Available records —
*** Begin section ***

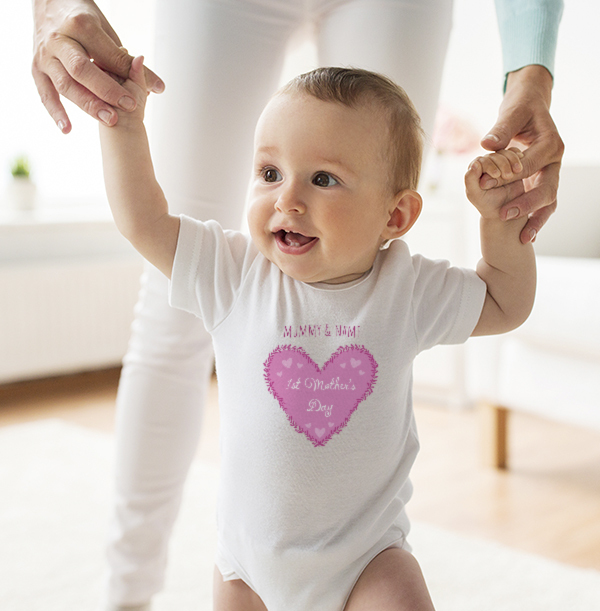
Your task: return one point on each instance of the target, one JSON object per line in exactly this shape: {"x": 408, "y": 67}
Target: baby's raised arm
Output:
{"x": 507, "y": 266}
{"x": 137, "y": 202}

*** End section ***
*** Begin section ***

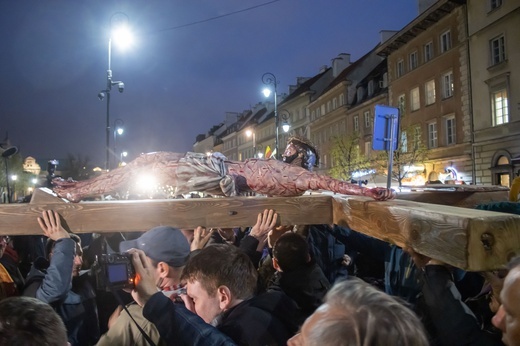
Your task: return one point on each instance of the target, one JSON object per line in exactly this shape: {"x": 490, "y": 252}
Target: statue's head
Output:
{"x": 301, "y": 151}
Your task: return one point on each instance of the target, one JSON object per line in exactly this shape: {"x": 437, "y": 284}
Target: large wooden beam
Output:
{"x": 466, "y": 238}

*** End section ***

Exercise brief — The response consists of the lines above that contain "each".

The completed task —
Your task: return one point on each instance of the target, one JSON object per line in exactly this shape: {"x": 408, "y": 67}
Your task: return one point on each instance of the target, one JSON object per line in exactly this shape: {"x": 490, "y": 252}
Your task: return one point on each instance of the target, one JSON object per line in exactly this shape: {"x": 437, "y": 284}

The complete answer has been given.